Aim of the exercise:
Render the lines below, from the first one through the one containing "[[203, 485, 280, 586], [600, 392, 691, 447]]", as a Markdown table with an Index column numbering each row and a Line column holding the line. Leave out blank lines.

Task data:
====
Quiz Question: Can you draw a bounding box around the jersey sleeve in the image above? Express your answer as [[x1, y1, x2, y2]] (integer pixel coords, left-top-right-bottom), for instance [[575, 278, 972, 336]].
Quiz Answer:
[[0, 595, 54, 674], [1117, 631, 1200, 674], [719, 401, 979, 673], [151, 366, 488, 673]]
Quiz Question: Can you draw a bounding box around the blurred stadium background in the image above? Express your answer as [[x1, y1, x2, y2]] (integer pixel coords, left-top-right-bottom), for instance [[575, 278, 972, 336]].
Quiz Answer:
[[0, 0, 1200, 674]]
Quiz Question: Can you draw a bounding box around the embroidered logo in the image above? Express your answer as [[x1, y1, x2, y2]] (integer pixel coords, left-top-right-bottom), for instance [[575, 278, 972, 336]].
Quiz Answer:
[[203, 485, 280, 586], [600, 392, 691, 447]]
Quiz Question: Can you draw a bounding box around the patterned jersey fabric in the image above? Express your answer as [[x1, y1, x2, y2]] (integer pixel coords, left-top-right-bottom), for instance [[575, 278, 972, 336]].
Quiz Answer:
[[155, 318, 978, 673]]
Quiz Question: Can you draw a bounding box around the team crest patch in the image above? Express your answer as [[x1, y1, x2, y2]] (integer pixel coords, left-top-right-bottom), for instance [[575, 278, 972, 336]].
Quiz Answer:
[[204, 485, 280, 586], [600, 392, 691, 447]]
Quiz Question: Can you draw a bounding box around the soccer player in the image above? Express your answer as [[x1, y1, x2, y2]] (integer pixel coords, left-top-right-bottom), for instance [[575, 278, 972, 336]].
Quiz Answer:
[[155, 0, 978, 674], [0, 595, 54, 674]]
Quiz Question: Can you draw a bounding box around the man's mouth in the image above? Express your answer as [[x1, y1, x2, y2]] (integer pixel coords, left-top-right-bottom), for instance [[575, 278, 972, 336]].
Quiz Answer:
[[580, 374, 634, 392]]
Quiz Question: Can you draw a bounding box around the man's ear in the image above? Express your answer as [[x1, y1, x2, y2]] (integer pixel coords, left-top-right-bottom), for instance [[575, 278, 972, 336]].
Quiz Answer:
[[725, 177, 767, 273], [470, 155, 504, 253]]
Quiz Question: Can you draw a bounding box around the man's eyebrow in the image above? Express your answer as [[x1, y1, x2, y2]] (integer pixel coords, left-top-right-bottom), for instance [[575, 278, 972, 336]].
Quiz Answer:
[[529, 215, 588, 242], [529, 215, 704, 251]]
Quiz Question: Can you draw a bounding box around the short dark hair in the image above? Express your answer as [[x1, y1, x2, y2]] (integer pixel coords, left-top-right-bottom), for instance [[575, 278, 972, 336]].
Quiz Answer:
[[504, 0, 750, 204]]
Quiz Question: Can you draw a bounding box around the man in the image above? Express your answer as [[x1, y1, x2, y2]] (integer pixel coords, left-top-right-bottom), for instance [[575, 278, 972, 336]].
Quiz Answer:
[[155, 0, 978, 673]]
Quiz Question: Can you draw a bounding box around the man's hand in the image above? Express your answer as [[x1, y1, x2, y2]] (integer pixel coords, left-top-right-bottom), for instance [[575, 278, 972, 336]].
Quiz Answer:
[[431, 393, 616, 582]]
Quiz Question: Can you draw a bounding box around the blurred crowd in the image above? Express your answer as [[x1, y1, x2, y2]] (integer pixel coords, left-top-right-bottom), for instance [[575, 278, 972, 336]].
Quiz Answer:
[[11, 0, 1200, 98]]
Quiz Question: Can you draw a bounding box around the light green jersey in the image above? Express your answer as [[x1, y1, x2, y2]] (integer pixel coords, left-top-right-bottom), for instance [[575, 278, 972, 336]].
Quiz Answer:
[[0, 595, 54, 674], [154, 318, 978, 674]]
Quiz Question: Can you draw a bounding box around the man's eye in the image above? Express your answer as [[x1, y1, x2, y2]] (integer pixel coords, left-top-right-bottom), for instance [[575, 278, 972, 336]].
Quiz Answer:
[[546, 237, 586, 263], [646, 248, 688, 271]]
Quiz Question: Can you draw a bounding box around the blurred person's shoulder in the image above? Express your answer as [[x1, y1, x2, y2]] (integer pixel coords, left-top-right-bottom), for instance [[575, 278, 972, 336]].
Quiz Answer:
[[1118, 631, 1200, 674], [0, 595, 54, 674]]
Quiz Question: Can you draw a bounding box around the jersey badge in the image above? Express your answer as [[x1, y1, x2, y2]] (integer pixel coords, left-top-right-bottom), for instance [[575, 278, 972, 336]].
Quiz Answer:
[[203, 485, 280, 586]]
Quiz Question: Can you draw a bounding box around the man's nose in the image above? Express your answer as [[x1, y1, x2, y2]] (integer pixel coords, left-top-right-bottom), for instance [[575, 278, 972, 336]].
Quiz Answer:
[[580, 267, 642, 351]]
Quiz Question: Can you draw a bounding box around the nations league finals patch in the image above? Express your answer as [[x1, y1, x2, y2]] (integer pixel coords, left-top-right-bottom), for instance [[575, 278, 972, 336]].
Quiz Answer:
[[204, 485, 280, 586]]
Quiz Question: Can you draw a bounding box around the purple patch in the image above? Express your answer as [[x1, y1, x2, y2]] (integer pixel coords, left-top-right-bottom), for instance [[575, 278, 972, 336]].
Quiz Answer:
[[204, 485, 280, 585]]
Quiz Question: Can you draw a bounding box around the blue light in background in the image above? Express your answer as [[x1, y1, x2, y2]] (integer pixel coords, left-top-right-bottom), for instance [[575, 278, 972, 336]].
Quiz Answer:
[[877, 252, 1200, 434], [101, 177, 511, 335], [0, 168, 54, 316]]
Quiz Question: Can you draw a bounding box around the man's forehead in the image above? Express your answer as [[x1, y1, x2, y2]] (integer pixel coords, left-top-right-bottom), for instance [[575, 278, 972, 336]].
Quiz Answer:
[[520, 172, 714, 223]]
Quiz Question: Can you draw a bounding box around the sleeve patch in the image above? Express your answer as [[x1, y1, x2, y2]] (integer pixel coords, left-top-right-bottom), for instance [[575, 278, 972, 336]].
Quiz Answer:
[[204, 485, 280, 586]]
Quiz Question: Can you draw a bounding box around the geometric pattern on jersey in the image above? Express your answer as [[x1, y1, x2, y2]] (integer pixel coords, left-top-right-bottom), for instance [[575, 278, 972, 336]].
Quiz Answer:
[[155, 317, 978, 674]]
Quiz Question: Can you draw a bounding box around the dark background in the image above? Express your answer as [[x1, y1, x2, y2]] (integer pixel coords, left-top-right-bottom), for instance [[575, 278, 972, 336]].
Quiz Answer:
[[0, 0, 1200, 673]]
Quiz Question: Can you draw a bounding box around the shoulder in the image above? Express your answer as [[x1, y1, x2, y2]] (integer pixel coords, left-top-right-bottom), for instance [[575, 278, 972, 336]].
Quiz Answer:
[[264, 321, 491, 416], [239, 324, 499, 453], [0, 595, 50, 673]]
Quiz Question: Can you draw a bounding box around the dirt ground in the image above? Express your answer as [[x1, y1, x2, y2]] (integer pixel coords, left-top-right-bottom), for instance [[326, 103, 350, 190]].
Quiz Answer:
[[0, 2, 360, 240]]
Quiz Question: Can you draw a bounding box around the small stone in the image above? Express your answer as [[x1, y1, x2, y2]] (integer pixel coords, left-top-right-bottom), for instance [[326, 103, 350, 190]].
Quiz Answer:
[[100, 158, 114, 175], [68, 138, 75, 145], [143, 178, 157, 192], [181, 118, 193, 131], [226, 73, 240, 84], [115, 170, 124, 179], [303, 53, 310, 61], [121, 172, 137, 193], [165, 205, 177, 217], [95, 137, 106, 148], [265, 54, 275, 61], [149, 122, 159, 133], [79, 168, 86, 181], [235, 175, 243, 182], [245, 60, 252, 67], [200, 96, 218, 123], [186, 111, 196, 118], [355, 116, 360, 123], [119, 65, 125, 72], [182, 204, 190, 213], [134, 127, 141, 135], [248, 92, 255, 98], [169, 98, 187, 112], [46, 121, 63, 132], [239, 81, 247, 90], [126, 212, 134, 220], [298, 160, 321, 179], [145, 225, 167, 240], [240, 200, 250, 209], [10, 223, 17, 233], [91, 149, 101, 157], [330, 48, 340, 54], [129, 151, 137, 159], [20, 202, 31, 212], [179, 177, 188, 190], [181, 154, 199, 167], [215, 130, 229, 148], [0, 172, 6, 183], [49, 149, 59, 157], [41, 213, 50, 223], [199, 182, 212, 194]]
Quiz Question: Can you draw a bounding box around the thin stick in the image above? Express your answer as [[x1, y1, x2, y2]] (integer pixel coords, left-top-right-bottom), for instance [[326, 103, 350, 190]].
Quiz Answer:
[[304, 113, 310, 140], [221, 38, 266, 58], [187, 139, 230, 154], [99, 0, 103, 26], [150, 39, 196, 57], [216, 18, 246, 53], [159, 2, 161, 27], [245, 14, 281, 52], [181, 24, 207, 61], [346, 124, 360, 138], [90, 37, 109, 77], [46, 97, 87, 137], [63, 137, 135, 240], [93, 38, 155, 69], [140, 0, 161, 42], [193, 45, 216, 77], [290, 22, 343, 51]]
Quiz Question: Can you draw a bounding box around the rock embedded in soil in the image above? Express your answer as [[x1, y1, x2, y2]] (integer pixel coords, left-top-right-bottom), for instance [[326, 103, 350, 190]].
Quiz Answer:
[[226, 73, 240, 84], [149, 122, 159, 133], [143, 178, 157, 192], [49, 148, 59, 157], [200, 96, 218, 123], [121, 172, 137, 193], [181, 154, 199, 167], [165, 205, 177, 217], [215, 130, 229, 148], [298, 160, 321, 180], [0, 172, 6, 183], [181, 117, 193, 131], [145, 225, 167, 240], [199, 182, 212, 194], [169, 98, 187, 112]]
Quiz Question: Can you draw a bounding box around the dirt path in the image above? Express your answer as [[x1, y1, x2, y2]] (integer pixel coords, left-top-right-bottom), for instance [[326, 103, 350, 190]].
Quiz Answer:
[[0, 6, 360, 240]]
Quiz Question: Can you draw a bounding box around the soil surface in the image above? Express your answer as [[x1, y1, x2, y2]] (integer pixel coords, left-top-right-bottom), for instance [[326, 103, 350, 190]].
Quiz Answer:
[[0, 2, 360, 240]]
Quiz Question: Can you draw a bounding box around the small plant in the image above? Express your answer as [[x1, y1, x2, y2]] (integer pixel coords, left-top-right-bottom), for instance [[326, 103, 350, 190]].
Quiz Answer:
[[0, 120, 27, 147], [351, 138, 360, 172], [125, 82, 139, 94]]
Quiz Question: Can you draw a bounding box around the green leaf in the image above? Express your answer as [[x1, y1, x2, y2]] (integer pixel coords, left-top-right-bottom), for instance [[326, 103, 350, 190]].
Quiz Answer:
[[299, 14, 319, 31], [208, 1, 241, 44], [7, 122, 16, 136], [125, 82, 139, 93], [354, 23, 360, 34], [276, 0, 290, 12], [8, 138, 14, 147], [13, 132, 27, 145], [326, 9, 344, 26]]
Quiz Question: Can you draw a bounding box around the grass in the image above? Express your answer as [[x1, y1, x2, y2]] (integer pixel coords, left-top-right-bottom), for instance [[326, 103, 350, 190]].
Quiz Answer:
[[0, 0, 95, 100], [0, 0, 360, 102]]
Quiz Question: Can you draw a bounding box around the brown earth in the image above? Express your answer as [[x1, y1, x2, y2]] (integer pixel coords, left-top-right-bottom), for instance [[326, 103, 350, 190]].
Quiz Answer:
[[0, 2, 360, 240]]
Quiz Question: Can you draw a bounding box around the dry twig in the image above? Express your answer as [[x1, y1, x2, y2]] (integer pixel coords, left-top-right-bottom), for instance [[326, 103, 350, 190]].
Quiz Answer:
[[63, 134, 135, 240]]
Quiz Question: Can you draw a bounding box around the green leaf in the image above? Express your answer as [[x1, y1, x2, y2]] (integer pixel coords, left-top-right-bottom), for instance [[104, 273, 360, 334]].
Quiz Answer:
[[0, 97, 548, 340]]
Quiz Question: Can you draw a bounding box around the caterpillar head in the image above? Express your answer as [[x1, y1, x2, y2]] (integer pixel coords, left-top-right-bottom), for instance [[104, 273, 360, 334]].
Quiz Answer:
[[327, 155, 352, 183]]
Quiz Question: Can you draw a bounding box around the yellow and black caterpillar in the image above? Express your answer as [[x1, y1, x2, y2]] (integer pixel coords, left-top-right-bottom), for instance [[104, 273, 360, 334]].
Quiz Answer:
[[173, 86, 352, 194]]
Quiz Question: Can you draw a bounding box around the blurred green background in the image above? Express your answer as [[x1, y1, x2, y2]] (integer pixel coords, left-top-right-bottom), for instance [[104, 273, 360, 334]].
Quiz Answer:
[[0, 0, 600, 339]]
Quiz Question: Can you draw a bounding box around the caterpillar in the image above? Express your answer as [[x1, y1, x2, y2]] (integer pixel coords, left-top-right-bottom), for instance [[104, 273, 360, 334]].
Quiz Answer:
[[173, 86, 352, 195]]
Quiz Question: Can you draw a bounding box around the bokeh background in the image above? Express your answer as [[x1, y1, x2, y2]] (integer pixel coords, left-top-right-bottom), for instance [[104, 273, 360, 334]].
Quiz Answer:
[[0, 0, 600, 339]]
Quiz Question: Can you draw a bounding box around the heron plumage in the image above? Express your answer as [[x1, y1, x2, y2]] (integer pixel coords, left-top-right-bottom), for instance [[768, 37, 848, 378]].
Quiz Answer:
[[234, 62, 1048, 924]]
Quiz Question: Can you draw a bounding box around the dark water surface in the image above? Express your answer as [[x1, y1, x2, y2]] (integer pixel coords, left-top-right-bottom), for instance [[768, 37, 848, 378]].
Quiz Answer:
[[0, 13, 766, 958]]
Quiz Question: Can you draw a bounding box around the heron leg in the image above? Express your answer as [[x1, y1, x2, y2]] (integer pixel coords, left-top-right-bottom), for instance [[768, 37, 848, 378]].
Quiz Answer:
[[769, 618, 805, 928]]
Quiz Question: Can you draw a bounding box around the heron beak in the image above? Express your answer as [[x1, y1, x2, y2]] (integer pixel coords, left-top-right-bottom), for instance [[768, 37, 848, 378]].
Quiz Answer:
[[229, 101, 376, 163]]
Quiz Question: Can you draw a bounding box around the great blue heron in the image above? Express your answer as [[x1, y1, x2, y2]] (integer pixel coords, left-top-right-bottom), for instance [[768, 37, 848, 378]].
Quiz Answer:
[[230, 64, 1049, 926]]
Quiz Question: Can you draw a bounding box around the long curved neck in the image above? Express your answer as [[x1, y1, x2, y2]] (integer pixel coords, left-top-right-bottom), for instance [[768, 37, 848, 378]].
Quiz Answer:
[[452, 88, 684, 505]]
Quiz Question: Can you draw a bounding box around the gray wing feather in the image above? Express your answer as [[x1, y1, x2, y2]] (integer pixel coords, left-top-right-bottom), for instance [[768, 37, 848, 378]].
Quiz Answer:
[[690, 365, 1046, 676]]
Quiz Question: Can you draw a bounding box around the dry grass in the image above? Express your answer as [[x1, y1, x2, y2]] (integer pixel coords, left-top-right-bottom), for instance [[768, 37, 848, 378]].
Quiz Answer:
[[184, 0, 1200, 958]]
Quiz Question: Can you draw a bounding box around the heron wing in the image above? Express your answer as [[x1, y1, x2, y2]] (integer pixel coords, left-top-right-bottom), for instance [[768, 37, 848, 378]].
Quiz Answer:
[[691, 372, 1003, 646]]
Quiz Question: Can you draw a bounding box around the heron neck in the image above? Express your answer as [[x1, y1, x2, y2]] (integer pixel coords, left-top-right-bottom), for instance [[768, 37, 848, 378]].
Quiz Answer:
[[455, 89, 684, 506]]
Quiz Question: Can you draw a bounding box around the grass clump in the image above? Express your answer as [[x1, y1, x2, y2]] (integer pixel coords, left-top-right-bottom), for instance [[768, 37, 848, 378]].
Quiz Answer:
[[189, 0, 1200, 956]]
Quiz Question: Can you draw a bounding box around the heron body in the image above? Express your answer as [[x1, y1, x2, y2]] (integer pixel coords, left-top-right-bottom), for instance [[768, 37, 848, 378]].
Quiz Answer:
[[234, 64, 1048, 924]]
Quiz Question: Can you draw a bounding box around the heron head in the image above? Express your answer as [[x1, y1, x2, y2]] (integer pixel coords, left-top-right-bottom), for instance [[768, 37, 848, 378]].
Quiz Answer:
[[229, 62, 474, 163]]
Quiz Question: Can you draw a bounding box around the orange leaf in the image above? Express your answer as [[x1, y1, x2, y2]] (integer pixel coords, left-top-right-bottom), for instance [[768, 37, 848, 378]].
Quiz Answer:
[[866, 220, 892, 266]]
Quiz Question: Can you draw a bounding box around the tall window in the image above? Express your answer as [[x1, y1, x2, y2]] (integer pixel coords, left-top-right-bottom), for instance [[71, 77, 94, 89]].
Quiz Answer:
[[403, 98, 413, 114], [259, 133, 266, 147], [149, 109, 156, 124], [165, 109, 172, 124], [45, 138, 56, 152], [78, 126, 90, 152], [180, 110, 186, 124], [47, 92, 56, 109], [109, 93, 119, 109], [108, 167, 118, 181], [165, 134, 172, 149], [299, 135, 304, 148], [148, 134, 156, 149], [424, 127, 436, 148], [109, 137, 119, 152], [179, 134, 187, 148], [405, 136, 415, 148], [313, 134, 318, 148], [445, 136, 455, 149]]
====
Solution to this problem:
| Index | Line |
|---|---|
| 1 | Quiz Question: Can you draw a bounding box around the jersey sleeve in the image above? Express your answer as [[x1, y1, x2, y2]] (integer pixel coords, left-top-right-bottom), for instance [[575, 278, 972, 336]]. |
| 2 | Quiz Answer: |
| 3 | [[0, 595, 54, 674], [1117, 631, 1200, 674], [719, 401, 979, 673], [151, 366, 488, 673]] |
| 4 | Quiz Question: Can you draw a bounding box around the blurred stadium background in the image above? Express your answer as [[x1, y1, x2, y2]] (integer pixel coords, left-top-right-bottom), for instance [[575, 278, 972, 336]]. |
| 5 | Quiz Answer: |
| 6 | [[0, 0, 1200, 674]] |
| 7 | Quiz Question: Can you draw a bounding box around the embroidered logo in the image above? Express your answer as [[x1, y1, x2, y2]] (integer pixel coords, left-top-right-bottom), for instance [[575, 278, 972, 336]]. |
| 8 | Quiz Answer: |
| 9 | [[203, 485, 280, 586], [600, 392, 691, 447]] |